### WHAT THIS TASK INVOLVES
Go through the data underneath and copy every line exactly.

### RECORDS FOR THE TASK
Segment Open
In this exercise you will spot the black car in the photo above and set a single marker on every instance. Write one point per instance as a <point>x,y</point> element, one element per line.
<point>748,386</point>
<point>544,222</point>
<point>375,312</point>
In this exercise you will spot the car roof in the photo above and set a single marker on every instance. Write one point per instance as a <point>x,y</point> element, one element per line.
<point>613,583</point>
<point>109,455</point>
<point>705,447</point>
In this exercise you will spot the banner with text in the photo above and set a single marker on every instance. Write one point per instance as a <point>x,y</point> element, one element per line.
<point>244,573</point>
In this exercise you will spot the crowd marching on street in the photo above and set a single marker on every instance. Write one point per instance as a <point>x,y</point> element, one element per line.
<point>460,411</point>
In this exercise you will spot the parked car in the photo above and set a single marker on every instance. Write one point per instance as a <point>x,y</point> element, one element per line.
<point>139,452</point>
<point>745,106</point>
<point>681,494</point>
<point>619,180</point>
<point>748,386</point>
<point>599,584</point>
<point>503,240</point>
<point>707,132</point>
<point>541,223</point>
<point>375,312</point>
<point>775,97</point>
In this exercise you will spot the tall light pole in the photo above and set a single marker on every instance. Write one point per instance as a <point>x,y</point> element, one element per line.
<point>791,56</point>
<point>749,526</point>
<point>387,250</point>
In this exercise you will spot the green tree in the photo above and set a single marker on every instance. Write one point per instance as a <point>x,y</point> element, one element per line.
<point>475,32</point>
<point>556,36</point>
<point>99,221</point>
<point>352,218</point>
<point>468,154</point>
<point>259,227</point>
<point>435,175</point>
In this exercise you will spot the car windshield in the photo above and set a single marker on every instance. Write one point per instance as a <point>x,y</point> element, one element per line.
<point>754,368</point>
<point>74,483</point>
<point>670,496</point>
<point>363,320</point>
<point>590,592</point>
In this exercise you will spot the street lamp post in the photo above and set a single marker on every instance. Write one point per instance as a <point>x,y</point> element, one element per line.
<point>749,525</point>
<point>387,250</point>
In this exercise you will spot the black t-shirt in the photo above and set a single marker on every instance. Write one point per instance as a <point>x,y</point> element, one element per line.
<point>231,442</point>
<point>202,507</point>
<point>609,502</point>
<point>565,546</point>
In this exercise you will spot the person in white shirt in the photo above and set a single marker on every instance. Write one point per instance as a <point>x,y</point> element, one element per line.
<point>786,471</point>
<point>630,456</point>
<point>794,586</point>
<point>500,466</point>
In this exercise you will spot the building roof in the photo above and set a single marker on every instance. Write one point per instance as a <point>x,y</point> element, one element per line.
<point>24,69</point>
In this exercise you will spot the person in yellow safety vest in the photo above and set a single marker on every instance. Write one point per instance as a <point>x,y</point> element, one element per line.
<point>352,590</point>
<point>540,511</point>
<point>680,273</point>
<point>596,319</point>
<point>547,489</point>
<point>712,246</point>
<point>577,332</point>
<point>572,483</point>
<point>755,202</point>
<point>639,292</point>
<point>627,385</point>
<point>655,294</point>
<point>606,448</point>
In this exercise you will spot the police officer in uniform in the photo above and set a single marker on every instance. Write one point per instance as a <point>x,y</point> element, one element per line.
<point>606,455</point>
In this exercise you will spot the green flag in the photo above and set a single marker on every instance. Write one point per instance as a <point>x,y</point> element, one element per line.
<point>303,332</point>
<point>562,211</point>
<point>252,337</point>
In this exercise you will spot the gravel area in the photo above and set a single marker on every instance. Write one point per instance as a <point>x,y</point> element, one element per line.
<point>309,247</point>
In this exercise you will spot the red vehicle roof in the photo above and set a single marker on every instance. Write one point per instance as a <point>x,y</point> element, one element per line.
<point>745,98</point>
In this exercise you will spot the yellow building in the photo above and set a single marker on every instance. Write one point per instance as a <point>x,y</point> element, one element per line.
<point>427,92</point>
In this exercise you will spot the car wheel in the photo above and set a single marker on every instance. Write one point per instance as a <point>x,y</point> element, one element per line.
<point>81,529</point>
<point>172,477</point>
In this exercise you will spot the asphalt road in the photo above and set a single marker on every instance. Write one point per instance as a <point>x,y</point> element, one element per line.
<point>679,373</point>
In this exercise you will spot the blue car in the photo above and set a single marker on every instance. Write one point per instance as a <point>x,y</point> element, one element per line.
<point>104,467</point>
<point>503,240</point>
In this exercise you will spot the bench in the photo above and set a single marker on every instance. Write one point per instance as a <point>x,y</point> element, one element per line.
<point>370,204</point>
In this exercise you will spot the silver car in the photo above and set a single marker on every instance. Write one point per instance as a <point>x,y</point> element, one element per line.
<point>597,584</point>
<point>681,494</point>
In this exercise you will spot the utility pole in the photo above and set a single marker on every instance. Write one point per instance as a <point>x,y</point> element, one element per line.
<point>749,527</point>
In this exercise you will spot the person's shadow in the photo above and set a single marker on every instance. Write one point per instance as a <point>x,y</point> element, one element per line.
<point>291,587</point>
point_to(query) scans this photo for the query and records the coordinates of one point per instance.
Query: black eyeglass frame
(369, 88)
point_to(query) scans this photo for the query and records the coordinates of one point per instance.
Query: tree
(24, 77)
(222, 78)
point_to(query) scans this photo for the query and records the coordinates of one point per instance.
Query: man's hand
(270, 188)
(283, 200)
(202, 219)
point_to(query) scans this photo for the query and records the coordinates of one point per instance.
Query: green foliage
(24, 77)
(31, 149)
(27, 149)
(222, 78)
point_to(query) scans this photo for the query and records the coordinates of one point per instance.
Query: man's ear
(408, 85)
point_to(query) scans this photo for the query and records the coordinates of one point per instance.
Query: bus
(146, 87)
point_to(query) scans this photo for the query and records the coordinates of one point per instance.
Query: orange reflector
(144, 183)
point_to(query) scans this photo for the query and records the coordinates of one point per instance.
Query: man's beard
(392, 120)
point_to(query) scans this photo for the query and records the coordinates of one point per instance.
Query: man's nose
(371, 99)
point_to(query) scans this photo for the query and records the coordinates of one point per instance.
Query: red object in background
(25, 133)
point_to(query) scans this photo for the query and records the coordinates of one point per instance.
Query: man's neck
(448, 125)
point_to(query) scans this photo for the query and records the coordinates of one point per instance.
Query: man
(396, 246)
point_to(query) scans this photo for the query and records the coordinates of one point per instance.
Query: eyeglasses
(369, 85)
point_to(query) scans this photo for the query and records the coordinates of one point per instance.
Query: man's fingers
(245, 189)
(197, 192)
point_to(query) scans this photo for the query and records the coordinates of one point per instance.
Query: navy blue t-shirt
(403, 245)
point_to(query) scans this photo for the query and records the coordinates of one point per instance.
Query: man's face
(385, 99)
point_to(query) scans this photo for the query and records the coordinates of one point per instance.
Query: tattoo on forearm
Segment Closed
### SOLUTION TO THIS PROBLEM
In this exercise you will spot the black car in the photo above and set a single marker on every instance. Write one point per instance as a <point>x,y</point> element, one element per line.
<point>748,386</point>
<point>544,222</point>
<point>375,312</point>
In this exercise you will spot the car roof in the photo above and set a single marker on every instance. Write one point per instance as a <point>x,y</point> element, one element per line.
<point>613,583</point>
<point>109,455</point>
<point>705,447</point>
In this exercise you will spot the banner with text in the photo above and set a single marker on every instance. Write one point per instance as a <point>x,y</point> element, one element per line.
<point>244,573</point>
In this exercise you will spot the crowd marching on street in the photo above and set a single marker on every instance. Write one point per instance as a <point>x,y</point> element, one element per line.
<point>460,411</point>
In this exercise you will spot the parked car in the photo above and set a single marker on every instance. Write one point per instance as a <point>x,y</point> element, one element per line.
<point>139,452</point>
<point>745,106</point>
<point>681,494</point>
<point>619,180</point>
<point>748,386</point>
<point>599,584</point>
<point>503,240</point>
<point>707,132</point>
<point>541,223</point>
<point>375,312</point>
<point>775,97</point>
In this exercise you will spot the tall light pole in the photo above and set a single marker on every instance. Write one point per instance as a <point>x,y</point> element, one element per line.
<point>791,56</point>
<point>749,526</point>
<point>387,250</point>
In this exercise you will spot the green tree in the photo above and set a single marker on every instance. Write one point per instance as a <point>x,y</point> element, one element per line.
<point>475,32</point>
<point>556,36</point>
<point>99,221</point>
<point>352,218</point>
<point>468,154</point>
<point>259,227</point>
<point>435,175</point>
In this exercise you will spot the car windshield in the photo above and set a single marker on every instance. Write one point per instance as a <point>x,y</point> element, one element per line.
<point>754,368</point>
<point>74,483</point>
<point>670,496</point>
<point>363,320</point>
<point>590,592</point>
In this exercise you will spot the street lamp post in the photo above and set a single marker on every instance. Write one point per instance as a <point>x,y</point> element, one element per line.
<point>749,525</point>
<point>387,250</point>
In this exercise you will spot the black t-shirt in the photo above and set a single marker on every instance. Write one point per instance as a <point>x,y</point> element, one element per line.
<point>231,442</point>
<point>202,507</point>
<point>609,502</point>
<point>565,546</point>
In this exercise you will spot the person in white shirt in the photo above and set a single marker on every instance. Write one point per instance as a <point>x,y</point> element, one element per line.
<point>786,471</point>
<point>630,456</point>
<point>794,586</point>
<point>500,466</point>
In this exercise you will spot the building roof in the photo above and set a single marker on every instance. Write one point per instance as a <point>x,y</point> element, one element per line.
<point>24,69</point>
In this exercise you will spot the person in yellow safety vest in the photo above and set a single marker on every instance. Write one point per instance as a <point>x,y</point> element, one element per line.
<point>352,590</point>
<point>540,511</point>
<point>680,273</point>
<point>596,319</point>
<point>547,489</point>
<point>712,246</point>
<point>577,332</point>
<point>572,483</point>
<point>755,202</point>
<point>639,292</point>
<point>627,385</point>
<point>655,294</point>
<point>606,448</point>
In this exercise you will spot the police officer in uniform in the photo above and set a single marker on every instance. Write one point per instance as a <point>x,y</point> element, one element per line.
<point>606,455</point>
In this exercise you will spot the green flag in the photo above and set a single marker on every instance. Write one point per instance as a <point>x,y</point> element, one element per line.
<point>303,332</point>
<point>562,211</point>
<point>252,337</point>
In this exercise you will spot the gravel area in the photo above and set a single marker on every instance. Write one point per instance as a <point>x,y</point> element, one element per line.
<point>309,247</point>
In this exercise you will spot the red vehicle roof in the photo above and set a single marker on every instance. Write one point per instance as a <point>x,y</point> element, one element per line.
<point>745,98</point>
In this exercise you will spot the yellow building in the photo above and set a single marker on every instance. Write one point per instance as a <point>x,y</point> element, one element per line.
<point>427,92</point>
In this exercise you will spot the car wheel in the photo above and set a single marker on every instance. Write one point per instance as a <point>x,y</point> element, one element per line.
<point>81,529</point>
<point>172,477</point>
In this exercise you will spot the asphalt road in the photo above and set a single marker on every instance. Write one point per instance as a <point>x,y</point> element, one element per line.
<point>679,373</point>
In this exercise you will spot the blue car in the photo above and set a single marker on every instance. Write one point per instance as a <point>x,y</point> element, one element per line.
<point>104,467</point>
<point>503,240</point>
In this exercise you will spot the bench in the photo above and set a single marker on every instance. Write one point per instance as a <point>x,y</point> element, one element per line.
<point>370,204</point>
In this exercise you will spot the silver car in the photo above and set a single marker on every instance. Write one point per instance as a <point>x,y</point> element, one element per line.
<point>597,584</point>
<point>681,494</point>
In this exercise you will spot the utility pole in the photo above and set a single marker on every instance. Write one point per instance as a <point>x,y</point> element, one element per line.
<point>749,527</point>
In this exercise you will spot the person's shadow in the photo above and set a single marker on every instance. Write one point per instance as a <point>x,y</point> element, one element per line.
<point>291,587</point>
point_to(query) scans this photo for the query and records the coordinates of one point per instance.
Query: black eyeglass frame
(369, 88)
point_to(query) scans this photo for the query and records the coordinates of one point per instance.
Query: tree
(24, 77)
(222, 78)
point_to(query) scans this photo for the query and records the coordinates of one point per instance.
Query: man's hand
(270, 188)
(283, 200)
(202, 219)
point_to(query) scans this photo for the query and records the coordinates of one point per instance.
Query: green foliage
(24, 77)
(31, 149)
(27, 149)
(222, 78)
point_to(query) scans this photo for the query and records the coordinates of one point per instance.
Query: man's ear
(408, 85)
point_to(query) scans this photo for the query and records the coordinates of one point per instance.
Query: bus
(146, 87)
point_to(query) scans this photo for the query and records the coordinates of one point per instance.
Query: orange reflector
(144, 183)
point_to(query) scans this photo for the query and records the coordinates of one point per instance.
Query: man's beard
(392, 120)
point_to(query) scans this photo for the query and records the coordinates of one point per instance.
Query: man's nose
(371, 99)
point_to(query) scans this photo for the query and records the coordinates of one point per instance.
Query: red object in background
(25, 133)
point_to(query) scans this photo for the query and records the coordinates of one point per instance.
Query: man's neck
(448, 125)
point_to(query) scans this photo for the query and records the coordinates of one point per instance.
Query: man
(396, 246)
point_to(query) scans this photo for the query and records the coordinates of one point per instance.
Query: eyeglasses
(369, 85)
point_to(query) scans this photo for the query and records the coordinates of one point per instance.
Query: man's fingers
(245, 189)
(197, 192)
point_to(query) scans this photo for the query and records the coordinates of one point per instance.
Query: navy blue t-shirt
(403, 245)
point_to(query) scans this photo for the query and records the coordinates of one point per instance.
Query: man's face
(385, 99)
point_to(query) scans this photo for the query and records the coordinates of one point per instance.
Query: tattoo on forearm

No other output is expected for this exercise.